Top of Selected extract
San Francisco has illegally fired its elections director because he is white, and it wants to “take action on the City’s racial equity plan,” which seeks a less-white workforce.
As a local news report explains,
Elections director John Arntz, who oversees one of the few San Francisco departments that unambiguously accomplishes its core mission, has not been renewed for his post by the city’s Elections Commission.
By a vote of 4-2 after a lengthy Wednesday closed-session meeting, the commission opted to not re-up Arntz for the position he has held since 2002. The position will come open in May, 2023.
n 2021, the Elections Commission wrote to the mayor that “San Francisco runs one of the best elections in the country and we believe this transparent process has allowed us to continue to improve our elections.” In 2020, it wrote Arntz a commendation “for his incredible leadership … The Department successfully ran two elections this year while facing significant challenges, including national threats to election security, mandatory vote-by-mail operations to all registered voters, anticipated increase in voter participation, budget cuts, and the COVID-19 pandemic.”…..
Elections Commissioner Cynthia Dai, who voted to not renew Arntz’s contract, said there was no performance-based reason for the commission’s decision. She did not dispute that San Francisco has run free, fair and functional elections for 20 years. Rather, she says, it was time to open up this position to a more diverse field; the city, she said, could not make progress on its racial equity goals without opening up its top positions.
Bottom of Selected extract
Top of Dataset entries
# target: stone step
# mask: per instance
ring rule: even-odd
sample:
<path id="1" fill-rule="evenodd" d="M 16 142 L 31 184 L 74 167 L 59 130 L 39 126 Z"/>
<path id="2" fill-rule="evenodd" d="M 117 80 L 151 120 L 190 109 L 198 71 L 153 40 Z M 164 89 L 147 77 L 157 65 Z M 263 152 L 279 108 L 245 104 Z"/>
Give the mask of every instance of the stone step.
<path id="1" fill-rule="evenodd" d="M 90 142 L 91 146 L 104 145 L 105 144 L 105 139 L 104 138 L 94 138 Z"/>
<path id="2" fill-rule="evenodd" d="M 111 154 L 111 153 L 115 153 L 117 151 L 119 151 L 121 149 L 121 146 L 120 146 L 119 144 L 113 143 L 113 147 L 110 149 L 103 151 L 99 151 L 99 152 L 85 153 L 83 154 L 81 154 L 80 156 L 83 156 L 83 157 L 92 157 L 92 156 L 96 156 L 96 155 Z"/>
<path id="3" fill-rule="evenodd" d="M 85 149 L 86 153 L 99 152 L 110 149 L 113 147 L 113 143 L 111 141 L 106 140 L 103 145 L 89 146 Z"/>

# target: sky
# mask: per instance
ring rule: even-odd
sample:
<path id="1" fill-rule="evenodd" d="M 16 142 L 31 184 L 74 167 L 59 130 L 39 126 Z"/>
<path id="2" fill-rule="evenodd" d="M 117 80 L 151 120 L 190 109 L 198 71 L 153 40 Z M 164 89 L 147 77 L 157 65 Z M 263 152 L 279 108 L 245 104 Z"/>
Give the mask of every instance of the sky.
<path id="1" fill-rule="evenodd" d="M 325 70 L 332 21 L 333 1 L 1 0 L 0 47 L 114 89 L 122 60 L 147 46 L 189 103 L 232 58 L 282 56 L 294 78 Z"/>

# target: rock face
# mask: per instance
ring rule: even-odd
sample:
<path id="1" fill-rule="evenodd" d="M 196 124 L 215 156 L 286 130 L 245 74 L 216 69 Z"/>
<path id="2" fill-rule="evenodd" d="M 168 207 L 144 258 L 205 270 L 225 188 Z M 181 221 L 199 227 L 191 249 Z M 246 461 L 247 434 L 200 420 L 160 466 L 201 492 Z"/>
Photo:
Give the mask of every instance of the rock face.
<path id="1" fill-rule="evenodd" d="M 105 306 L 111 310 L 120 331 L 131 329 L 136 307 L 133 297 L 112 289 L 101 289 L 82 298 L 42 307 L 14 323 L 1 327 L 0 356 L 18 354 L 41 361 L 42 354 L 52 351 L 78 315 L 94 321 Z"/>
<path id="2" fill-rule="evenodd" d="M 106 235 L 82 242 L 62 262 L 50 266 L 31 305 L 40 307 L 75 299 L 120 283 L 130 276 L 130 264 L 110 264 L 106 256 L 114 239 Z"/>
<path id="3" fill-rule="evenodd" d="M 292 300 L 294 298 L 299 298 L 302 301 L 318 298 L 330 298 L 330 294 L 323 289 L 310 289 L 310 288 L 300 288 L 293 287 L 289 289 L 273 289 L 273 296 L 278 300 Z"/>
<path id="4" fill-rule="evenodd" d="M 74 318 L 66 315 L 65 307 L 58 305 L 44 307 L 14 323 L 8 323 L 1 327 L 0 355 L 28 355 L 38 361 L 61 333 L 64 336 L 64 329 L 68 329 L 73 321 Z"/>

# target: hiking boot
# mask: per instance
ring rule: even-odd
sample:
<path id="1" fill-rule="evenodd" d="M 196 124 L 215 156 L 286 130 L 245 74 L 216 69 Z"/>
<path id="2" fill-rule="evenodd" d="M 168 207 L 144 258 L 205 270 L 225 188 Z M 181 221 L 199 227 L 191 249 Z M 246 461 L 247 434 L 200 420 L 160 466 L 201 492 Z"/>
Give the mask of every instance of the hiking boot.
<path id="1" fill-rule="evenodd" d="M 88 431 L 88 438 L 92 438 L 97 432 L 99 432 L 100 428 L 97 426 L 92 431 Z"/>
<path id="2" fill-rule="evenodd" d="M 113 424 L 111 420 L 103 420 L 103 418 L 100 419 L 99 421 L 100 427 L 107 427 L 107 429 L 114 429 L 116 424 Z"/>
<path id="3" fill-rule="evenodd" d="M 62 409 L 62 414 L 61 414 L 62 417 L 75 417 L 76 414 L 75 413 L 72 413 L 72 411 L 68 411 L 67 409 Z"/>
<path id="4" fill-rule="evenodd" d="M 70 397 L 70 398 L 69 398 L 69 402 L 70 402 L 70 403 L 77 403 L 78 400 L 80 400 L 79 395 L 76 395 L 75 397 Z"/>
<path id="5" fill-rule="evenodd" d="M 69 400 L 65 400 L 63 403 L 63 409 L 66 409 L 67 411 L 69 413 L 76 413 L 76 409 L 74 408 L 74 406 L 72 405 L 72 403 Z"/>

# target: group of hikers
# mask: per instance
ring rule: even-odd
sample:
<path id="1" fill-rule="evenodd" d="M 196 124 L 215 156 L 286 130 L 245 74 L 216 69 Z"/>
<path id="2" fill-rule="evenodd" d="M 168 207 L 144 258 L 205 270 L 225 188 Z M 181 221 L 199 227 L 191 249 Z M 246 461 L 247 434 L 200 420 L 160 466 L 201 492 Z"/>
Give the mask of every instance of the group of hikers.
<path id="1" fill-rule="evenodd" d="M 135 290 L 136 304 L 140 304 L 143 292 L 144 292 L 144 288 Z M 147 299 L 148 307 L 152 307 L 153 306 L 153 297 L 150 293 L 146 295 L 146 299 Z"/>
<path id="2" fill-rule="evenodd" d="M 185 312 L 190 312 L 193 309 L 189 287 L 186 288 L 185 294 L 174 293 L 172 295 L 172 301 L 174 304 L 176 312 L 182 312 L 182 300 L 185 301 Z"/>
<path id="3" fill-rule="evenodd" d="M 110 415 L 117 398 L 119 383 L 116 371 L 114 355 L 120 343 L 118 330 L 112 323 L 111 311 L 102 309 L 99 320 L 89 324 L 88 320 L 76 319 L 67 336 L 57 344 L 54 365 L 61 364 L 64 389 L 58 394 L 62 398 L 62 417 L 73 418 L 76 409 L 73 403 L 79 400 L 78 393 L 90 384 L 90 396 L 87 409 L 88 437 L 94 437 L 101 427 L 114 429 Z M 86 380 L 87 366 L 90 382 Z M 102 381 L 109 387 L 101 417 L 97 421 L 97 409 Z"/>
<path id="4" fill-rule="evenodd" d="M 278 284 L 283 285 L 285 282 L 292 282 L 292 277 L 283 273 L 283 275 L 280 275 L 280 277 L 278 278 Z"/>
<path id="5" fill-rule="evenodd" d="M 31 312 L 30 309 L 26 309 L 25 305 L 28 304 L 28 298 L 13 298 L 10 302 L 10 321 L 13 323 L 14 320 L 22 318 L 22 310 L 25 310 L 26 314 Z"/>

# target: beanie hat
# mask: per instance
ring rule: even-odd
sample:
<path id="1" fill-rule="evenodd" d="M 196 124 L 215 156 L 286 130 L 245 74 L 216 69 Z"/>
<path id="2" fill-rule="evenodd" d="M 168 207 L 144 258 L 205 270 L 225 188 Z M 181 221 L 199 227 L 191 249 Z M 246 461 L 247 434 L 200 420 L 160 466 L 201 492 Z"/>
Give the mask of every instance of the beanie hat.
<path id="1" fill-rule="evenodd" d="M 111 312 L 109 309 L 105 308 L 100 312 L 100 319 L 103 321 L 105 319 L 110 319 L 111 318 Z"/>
Bottom of Dataset entries
Exercises
• A. According to the passage on the San Francisco elections director, since what year has John Arntz held his position?
• B. What is the Spanish translation of this sentence from the passage on the San Francisco elections director: "The position will come open in May, 2023."
• C. Proceed with the passage on the San Francisco elections director, beginning after its last sentence.

Per-task outputs
• A. Since 2002.

• B. El puesto quedará vacante en mayo de 2023.

• C.
“Our decision wasn’t about your performance, but after twenty years we wanted to take action on the City’s racial equity plan and give people an opportunity to compete for a leadership position,” reads an email sent from commission president Chris Jerdonek to Arntz. “We also wanted to allow enough time for a fair and equitable process and conduct as broad a search as possible.”
This racially-discriminatory firing violates Article I, Section 31 of the California Constitution, which states that “The State shall not discriminate against, or grant preferential treatment to, any individual or group on the basis of race, sex, color, ethnicity, or national origin in the operation of public employment, public education, or public contracting.” This provision was added to the state constitution by mostly independent and Republican voters in 1996, through Proposition 209.
But California’s state judiciary is now composed overwhelmingly of Democrats. California’s Democratic Party has tried without success to get California voters to repeal Proposition 209, which is backed by independent and Republican voters (Independent voters tend to support Proposition 209, even when they vote for Democrats on other issues). So the San Francisco officials who got rid of Arntz are presumably hoping that the state judiciary will stop saying Article I, Section 31 means what it says.
Democrats have argued that Proposition 209 is unconstitutional for restricting affirmative action, although a federal appeals court rejected that argument in Coalition for Economic Equity v. Wilson (1997). Back when California’s judiciary was not as left-leaning, it interpreted Proposition 209 as meaning what it says, in Connerly v. State Personnel Board (2001). That ruling struck down dozens of state affirmative action programs that gave minorities preferences over whites in state contracts and employment.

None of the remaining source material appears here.